課題の説明
「Segment tan trousers from the image above.」を含む行から最後の行まで、両端の行も含めて一字も変えずに打ち直してもらえますか。

抽出した資料
┌────────

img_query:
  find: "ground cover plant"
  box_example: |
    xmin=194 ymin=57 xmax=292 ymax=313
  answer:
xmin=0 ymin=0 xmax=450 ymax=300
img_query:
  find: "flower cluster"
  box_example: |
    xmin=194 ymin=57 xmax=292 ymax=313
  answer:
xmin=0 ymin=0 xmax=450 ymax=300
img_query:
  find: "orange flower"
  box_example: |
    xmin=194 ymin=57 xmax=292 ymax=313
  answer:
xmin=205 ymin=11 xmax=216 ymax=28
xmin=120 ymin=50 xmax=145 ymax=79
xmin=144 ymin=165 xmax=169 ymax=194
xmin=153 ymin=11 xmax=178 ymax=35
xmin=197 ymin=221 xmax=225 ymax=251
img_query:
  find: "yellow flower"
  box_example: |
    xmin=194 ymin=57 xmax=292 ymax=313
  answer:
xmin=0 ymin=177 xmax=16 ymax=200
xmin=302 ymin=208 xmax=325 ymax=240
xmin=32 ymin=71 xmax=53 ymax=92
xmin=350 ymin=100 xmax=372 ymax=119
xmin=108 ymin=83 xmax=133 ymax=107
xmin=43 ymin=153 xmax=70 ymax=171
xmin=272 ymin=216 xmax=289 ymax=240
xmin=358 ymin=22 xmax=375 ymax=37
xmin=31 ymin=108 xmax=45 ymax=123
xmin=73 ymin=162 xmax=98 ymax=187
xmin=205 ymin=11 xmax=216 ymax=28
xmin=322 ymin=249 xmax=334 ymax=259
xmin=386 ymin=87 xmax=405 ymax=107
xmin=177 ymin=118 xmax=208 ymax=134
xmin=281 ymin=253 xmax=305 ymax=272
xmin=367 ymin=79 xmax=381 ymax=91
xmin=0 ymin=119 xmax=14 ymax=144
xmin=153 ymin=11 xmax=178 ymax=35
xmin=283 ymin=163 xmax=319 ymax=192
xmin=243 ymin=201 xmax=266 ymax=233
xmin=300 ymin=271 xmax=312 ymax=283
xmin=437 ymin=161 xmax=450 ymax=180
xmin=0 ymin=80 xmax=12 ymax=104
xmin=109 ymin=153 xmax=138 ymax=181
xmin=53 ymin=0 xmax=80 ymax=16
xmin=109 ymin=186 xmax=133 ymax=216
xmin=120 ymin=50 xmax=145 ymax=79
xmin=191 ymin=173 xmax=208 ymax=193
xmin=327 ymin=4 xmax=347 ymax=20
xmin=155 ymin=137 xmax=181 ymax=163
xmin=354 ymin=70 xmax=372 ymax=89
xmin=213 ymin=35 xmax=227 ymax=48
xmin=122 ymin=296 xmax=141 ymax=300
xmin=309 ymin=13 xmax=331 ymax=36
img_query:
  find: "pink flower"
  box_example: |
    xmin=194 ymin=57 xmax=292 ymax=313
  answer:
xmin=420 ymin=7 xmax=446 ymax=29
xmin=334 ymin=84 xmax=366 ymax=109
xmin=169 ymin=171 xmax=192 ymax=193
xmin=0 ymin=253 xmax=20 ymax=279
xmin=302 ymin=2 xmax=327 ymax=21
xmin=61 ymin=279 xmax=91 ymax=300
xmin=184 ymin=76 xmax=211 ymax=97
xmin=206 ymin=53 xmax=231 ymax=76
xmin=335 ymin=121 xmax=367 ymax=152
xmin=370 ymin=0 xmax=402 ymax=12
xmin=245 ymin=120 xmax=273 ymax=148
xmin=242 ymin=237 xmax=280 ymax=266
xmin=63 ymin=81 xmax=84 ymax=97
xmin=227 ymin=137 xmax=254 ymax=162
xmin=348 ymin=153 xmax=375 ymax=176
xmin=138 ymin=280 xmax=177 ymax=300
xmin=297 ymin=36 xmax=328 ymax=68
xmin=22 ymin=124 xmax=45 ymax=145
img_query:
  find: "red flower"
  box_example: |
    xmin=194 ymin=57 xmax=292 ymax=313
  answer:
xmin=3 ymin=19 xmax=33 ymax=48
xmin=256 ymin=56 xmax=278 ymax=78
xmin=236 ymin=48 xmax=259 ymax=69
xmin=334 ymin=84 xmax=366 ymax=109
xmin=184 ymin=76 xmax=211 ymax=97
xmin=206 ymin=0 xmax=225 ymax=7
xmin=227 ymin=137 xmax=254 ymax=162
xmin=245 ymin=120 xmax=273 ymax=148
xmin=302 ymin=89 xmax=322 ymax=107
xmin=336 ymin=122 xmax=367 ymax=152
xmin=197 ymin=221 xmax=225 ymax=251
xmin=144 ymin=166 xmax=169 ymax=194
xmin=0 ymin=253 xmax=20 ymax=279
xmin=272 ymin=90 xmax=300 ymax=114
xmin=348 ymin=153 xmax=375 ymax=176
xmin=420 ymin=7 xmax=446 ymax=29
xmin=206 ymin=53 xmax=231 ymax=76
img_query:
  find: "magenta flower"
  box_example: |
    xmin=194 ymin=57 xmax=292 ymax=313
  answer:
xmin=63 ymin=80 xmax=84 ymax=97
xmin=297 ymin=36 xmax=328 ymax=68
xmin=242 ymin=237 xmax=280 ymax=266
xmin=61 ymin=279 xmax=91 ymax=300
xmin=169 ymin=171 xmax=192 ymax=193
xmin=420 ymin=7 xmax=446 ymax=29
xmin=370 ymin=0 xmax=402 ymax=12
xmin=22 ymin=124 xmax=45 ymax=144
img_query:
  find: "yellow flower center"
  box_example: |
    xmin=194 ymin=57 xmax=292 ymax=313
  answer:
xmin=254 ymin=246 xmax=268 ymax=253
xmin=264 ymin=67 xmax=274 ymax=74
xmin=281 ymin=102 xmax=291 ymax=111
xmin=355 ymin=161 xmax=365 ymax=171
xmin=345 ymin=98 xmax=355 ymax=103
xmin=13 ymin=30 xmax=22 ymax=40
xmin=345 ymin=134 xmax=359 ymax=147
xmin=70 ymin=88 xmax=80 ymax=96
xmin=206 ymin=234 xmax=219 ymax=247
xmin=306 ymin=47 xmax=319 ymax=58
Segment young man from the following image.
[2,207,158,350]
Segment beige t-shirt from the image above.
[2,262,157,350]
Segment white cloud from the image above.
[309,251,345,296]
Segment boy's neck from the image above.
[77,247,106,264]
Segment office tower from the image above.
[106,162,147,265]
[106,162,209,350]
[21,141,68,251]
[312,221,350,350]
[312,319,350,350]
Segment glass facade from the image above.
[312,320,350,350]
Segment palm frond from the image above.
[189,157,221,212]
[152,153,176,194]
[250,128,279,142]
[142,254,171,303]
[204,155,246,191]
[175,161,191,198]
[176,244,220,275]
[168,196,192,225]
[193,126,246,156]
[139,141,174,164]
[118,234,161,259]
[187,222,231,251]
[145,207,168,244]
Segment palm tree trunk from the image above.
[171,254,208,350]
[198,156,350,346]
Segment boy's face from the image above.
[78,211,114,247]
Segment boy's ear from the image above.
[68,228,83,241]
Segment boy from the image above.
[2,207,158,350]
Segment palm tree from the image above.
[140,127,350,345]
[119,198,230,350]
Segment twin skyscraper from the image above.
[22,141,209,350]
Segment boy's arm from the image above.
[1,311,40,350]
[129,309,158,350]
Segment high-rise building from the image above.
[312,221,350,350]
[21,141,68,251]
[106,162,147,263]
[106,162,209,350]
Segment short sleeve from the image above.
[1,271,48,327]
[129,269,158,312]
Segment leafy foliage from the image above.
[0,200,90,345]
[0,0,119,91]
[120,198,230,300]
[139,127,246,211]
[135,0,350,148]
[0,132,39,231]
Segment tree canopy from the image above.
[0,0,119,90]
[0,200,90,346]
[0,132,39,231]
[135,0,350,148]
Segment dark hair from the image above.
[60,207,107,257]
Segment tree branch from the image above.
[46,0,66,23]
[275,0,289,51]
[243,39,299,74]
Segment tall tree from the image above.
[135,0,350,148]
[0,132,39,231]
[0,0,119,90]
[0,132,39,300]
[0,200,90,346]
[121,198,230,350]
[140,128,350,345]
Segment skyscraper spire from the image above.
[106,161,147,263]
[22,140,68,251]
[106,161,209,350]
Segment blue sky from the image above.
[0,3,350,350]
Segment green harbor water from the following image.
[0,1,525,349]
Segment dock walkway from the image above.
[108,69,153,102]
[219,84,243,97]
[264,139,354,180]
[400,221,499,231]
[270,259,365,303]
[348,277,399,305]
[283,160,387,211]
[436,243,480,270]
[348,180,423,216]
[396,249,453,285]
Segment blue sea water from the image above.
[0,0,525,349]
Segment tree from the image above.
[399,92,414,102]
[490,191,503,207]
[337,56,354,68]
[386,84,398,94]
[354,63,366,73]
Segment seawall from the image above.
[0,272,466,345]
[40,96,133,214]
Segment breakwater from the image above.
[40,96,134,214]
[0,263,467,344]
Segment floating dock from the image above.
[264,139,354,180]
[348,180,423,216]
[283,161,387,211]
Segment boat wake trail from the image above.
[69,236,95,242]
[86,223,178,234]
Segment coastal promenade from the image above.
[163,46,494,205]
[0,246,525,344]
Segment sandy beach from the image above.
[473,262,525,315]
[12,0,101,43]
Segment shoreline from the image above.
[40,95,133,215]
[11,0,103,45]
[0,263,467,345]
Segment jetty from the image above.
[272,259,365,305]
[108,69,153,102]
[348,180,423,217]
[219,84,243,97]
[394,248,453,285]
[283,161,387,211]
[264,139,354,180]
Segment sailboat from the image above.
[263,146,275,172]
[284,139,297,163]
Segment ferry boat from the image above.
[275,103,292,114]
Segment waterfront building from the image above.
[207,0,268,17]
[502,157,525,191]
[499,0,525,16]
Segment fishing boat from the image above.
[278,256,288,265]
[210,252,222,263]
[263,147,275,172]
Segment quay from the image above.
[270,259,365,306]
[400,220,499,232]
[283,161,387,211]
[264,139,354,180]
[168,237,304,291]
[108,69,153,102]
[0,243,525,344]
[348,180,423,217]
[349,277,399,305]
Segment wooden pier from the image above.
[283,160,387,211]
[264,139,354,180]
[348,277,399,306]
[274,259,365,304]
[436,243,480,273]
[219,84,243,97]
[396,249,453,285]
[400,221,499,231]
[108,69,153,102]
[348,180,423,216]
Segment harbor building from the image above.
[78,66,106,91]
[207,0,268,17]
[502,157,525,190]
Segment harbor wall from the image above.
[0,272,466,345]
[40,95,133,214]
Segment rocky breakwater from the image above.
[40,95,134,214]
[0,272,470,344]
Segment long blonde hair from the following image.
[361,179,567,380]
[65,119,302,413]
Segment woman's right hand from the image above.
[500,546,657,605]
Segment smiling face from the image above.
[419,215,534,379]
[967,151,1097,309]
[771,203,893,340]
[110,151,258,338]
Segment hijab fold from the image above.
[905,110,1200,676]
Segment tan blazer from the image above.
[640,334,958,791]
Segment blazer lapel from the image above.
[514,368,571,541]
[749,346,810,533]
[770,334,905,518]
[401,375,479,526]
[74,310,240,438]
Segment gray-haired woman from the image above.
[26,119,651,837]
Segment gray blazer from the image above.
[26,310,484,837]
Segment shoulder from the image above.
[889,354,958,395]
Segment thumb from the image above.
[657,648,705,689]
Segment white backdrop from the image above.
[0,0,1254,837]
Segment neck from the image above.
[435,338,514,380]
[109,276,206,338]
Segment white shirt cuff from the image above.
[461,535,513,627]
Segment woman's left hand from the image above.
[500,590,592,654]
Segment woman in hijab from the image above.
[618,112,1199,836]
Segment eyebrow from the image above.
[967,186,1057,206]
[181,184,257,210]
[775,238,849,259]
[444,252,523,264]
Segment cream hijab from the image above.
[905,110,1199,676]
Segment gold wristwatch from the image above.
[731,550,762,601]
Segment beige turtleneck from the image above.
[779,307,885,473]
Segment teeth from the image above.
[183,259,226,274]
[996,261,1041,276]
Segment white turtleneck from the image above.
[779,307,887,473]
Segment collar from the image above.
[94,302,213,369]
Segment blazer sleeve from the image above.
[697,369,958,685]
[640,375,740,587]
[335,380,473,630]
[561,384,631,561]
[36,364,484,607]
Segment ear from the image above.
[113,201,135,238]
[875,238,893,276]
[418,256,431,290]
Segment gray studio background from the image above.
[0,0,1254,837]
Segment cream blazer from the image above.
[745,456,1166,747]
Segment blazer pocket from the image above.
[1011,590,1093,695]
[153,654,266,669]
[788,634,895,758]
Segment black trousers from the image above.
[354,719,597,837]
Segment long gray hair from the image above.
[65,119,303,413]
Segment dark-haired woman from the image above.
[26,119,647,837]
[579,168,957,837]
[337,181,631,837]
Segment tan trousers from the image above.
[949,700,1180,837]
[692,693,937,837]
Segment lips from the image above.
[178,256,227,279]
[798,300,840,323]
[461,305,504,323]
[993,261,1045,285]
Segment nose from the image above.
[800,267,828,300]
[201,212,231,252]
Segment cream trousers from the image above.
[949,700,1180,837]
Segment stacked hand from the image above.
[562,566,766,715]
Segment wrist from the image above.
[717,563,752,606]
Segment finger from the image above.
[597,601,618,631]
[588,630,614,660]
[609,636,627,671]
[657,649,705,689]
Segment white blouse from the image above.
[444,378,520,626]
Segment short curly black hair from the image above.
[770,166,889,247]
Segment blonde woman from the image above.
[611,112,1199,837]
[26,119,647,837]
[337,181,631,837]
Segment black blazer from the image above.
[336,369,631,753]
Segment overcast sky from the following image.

└────────

問題の解答
Segment tan trousers from the image above.
[949,700,1180,837]
[692,693,937,837]
Segment lips from the image above.
[178,256,227,279]
[798,300,840,323]
[461,305,504,323]
[993,261,1045,285]
Segment nose from the image above.
[800,267,828,300]
[201,212,231,252]
Segment cream trousers from the image above.
[949,700,1180,837]
Segment stacked hand from the image above.
[562,566,766,715]
Segment wrist from the image above.
[717,563,752,606]
Segment finger from the image above.
[597,601,618,631]
[588,630,614,660]
[609,636,627,671]
[657,649,705,689]
Segment white blouse from the image above.
[444,378,520,626]
Segment short curly black hair from the image above.
[770,166,889,247]
Segment blonde woman from the image above.
[611,112,1199,837]
[26,119,647,837]
[337,181,631,837]
Segment black blazer from the image above.
[336,369,631,753]
Segment overcast sky from the following image.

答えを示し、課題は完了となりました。